## START Source excerpt

If the installation succeeds, you should be able to run the `seriatim` command-line program to see what options are available. (See the documentation for some more detail.) Depending on how you run `pip`, you may need to add Passim's installed location to your `PATH` environment variable.

In [3]:
!seriatim --help

https://repos.spark-packages.org/ added as a remote repository with the name: repo-1
:: loading settings :: url = jar:file:/usr/local/lib/python3.8/dist-packages/pyspark/jars/ivy-2.5.0.jar!/org/apache/ivy/core/settings/ivysettings.xml
Ivy Default Cache set to: /root/.ivy2/cache
The jars for the packages stored in: /root/.ivy2/jars
graphframes#graphframes added as a dependency
:: resolving dependencies :: org.apache.spark#spark-submit-parent-9f5c00bb-16ee-4aa1-9529-5aebd46c7eac;1.0
	confs: [default]
	found graphframes#graphframes;0.8.0-spark3.0-s_2.12 in spark-packages
	found org.slf4j#slf4j-api;1.7.16 in central
downloading https://repos.spark-packages.org/graphframes/graphframes/0.8.0-spark3.0-s_2.12/graphframes-0.8.0-spark3.0-s_2.12.jar ...
	[SUCCESSFUL ] graphframes#graphframes;0.8.0-spark3.0-s_2.12!graphframes.jar (522ms)
downloading https://repo1.maven.org/maven2/org/slf4j/slf4j-api/1.7.16/slf4j-api-1.7.16.jar ...
	[SUCCESSFUL ] org.slf4j#slf4j-api;1.7.16!slf4j-api.jar (43ms)
:: r

Now let's work with some text. First, we load some useful libraries.

In [4]:
import json
from urllib.request import urlopen
import sys
import passim

We'll work with the Project Gutenberg transcriptions of two poems by Longfellow.

In [5]:
childrens_hour = """THE CHILDREN'S HOUR

Between the dark and the daylight,
  When the night is beginning to lower,
Comes a pause in the day's occupations,
 That is known as the Children's Hour.

I hear in the chamber above me
  The patter of little feet,
The sound of a door that is opened,
  And voices soft and sweet.

From my study I see in the lamplight,
  Descending the broad hall stair,
Grave Alice, and laughing Allegra,
  And Edith with golden hair.

A whisper, and then a silence:
  Yet I know by their merry eyes
They are plotting and planning together
  To take me by surprise.

A sudden rush from the stairway,
  A sudden raid from the hall!
By three doors left unguarded
  They enter my castle wall!

They climb up into my turret
  O'er the arms and back of my chair;
If I try to escape, they surround me;
  They seem to be everywhere.

They almost devour me with kisses,
  Their arms about me entwine,
Till I think of the Bishop of Bingen
  In his Mouse-Tower on the Rhine!

Do you think, o blue-eyed banditti,
  Because you have scaled the wall,
Such an old mustache as I am
  Is not a match for you all!

## END Source excerpt
## START Records shown

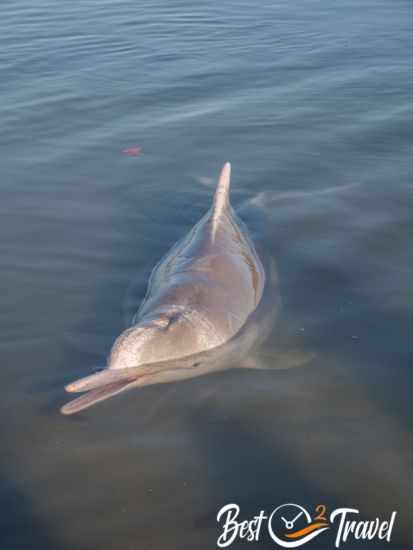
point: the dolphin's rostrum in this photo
(204, 310)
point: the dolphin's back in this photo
(213, 277)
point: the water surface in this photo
(312, 103)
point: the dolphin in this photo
(209, 303)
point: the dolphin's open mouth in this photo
(108, 382)
(94, 396)
(102, 385)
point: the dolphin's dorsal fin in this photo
(221, 197)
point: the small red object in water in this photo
(132, 151)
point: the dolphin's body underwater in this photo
(209, 302)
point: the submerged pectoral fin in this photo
(94, 396)
(280, 361)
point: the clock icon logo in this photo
(290, 525)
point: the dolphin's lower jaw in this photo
(111, 382)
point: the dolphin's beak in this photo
(100, 386)
(94, 396)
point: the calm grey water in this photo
(312, 103)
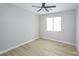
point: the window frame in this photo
(53, 23)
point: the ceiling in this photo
(59, 7)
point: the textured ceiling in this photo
(59, 7)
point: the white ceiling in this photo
(59, 7)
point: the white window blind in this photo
(54, 24)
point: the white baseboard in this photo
(58, 40)
(6, 50)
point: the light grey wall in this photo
(16, 26)
(68, 27)
(77, 29)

## END Records shown

> Your tasks
a - In the Passim tutorial, what might you need to add to your PATH environment variable?
b - Continue the Passim tutorial from its last line.

> Task answers
a - Passim's installed location.

b -
I have you fast in my fortress,
  And will not let you depart,
But put you down into the dungeon
  In the round-tower of my heart.

And there will I keep you forever,
  Yes, forever and a day,
Till the walls shall crumble to ruin,
  And moulder in dust away!
"""

reaper = """THE REAPER AND THE FLOWERS.

There is a Reaper, whose name is Death,
  And, with his sickle keen,
He reaps the bearded grain at a breath,
  And the flowers that grow between.

"Shall I have naught that is fair?" saith he;
  "Have naught but the bearded grain?
Though the breath of these flowers is sweet to me,
  I will give them all back again."

He gazed at the flowers with tearful eyes,
  He kissed their drooping leaves;
It was for the Lord of Paradise
  He bound them in his sheaves.

"My Lord has need of these flowerets gay,"
  The Reaper said, and smiled;
"Dear tokens of the earth are they,
  Where he was once a child.

"They shall all bloom in fields of light,
  Transplanted by my care,
And saints, upon their garments white,
  These sacred blossoms wear."

And the mother gave, in tears and pain,
  The flowers she most did love;
She knew she should find them all again
  In the fields of light above.

O, not in cruelty, not in wrath,
  The Reaper came that day;
'T was an angel visited the green earth,
  And took the flowers away.
"""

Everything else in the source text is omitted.